Repeat only what appears from the line containing "the baseball glove" through the last line of the listing below, exactly as written.

Excerpted records
::::::
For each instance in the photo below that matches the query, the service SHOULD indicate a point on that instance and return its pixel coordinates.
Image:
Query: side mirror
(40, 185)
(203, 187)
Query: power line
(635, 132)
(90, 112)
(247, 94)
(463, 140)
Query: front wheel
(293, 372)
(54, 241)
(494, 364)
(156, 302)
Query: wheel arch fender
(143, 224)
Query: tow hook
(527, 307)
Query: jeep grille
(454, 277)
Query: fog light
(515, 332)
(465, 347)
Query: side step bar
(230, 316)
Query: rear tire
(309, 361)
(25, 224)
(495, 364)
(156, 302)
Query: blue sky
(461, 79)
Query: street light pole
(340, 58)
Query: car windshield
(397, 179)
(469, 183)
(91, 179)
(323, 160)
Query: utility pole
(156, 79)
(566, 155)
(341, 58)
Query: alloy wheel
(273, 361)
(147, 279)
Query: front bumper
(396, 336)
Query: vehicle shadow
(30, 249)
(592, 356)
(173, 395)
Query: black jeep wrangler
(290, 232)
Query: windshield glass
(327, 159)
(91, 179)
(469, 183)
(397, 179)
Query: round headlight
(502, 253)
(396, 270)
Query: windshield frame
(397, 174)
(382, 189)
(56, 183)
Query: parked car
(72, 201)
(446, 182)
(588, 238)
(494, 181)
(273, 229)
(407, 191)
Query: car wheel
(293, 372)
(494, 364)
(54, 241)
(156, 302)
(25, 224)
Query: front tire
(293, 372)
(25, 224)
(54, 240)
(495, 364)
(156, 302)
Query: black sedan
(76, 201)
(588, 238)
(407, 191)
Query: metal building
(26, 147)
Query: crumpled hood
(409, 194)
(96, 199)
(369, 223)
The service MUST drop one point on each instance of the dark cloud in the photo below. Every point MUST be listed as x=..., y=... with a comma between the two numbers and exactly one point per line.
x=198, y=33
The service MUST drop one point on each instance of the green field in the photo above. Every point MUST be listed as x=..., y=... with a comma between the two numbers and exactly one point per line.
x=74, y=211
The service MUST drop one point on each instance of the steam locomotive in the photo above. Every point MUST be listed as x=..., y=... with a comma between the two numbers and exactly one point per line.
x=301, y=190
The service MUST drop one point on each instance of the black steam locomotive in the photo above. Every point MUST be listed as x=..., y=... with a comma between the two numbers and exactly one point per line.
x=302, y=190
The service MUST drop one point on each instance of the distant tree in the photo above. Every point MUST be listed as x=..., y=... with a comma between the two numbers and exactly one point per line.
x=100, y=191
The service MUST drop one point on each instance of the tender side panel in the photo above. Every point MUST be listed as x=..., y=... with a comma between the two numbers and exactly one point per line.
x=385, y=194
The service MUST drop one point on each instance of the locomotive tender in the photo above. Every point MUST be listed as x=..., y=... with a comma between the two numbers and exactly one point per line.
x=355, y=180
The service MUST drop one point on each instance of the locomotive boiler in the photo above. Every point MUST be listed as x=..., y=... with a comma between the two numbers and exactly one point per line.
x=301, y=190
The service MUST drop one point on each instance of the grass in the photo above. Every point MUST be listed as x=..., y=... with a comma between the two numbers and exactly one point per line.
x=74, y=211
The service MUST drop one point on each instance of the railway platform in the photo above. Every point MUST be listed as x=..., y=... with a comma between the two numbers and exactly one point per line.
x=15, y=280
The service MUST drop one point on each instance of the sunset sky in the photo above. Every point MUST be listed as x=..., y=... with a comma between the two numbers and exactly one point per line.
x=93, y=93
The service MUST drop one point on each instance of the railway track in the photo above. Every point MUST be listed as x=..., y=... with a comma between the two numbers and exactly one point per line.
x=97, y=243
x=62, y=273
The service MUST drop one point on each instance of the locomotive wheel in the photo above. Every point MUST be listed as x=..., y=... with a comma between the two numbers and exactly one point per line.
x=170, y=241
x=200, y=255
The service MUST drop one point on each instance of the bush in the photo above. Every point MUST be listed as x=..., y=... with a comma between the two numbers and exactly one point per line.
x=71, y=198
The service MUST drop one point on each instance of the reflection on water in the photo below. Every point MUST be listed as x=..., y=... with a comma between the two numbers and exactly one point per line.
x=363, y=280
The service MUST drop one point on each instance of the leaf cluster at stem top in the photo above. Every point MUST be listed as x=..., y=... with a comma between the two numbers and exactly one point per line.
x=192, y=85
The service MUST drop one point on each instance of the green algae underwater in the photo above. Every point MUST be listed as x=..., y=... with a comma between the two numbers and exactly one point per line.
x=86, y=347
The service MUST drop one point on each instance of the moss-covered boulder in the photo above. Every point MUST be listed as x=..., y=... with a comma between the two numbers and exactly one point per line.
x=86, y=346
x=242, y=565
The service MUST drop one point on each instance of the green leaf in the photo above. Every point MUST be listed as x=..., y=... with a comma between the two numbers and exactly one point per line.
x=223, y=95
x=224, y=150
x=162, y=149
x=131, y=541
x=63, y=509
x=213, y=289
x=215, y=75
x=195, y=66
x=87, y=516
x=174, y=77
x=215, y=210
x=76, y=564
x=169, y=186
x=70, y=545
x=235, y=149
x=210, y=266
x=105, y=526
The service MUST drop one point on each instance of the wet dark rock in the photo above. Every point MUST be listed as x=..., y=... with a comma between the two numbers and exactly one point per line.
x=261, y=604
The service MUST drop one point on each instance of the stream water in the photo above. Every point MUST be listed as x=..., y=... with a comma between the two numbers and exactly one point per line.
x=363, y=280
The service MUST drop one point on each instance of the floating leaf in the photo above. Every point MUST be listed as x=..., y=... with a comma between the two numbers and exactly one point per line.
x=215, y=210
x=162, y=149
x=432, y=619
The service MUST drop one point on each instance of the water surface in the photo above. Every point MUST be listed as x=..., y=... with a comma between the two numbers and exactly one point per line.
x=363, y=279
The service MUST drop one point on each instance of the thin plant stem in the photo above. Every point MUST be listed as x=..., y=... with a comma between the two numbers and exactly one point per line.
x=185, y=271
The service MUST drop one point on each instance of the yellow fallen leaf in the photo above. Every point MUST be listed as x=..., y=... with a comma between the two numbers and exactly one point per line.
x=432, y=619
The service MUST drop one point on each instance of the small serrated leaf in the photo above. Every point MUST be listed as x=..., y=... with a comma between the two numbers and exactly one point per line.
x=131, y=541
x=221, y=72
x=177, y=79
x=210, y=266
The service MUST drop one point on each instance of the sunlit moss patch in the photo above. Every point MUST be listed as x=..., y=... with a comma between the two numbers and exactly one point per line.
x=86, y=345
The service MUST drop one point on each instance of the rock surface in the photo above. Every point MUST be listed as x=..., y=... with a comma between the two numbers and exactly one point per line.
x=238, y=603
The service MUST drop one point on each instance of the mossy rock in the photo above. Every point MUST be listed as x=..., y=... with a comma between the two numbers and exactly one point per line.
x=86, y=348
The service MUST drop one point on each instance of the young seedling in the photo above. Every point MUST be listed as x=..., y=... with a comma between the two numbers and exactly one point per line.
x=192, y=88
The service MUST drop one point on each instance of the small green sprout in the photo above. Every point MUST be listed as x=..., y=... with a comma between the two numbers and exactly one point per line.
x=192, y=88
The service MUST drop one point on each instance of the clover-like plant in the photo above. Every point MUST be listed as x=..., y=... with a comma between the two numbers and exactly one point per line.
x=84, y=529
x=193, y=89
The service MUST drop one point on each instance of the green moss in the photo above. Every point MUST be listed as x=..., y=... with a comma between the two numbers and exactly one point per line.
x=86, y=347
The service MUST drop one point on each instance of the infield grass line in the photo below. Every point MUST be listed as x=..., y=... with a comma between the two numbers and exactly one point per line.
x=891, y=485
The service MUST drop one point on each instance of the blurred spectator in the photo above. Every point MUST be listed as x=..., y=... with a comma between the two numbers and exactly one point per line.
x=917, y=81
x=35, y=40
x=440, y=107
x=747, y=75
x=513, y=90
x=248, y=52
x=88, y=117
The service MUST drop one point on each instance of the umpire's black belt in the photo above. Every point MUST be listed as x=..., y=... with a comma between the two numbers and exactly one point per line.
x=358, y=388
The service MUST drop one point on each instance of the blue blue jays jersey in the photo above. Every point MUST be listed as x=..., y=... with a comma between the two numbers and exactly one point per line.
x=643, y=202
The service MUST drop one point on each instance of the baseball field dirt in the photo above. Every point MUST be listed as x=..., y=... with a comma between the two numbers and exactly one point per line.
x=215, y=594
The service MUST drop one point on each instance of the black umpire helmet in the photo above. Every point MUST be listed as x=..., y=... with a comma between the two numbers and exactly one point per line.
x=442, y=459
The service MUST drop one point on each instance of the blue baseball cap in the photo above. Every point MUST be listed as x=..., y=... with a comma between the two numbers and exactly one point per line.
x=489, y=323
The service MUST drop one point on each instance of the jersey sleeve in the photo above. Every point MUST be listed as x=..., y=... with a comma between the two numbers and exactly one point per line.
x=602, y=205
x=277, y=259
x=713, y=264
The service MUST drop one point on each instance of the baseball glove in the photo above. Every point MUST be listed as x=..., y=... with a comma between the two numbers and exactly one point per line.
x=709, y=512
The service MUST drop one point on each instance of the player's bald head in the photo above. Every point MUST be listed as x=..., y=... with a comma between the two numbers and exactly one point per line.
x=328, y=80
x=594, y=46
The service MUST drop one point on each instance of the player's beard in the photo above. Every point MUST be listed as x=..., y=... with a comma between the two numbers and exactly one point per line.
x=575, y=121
::::::
Answer space
The service MUST drop one point on each instance of the baseball glove in the photo above. Every point MUST be listed as x=..., y=... with a comma between the two numbers and exactly one point per line.
x=709, y=512
The service MUST drop one point on each instance of the player's bald head in the photo above. Every point MUST be listed as x=..., y=... with a comma between the two numbers and exactly one point per line.
x=328, y=80
x=594, y=46
The service MUST drop one point on each instance of the player's beard in the photo above. Every point MUST be listed as x=..., y=... with a comma between the two numbers and exactly one point per line.
x=575, y=121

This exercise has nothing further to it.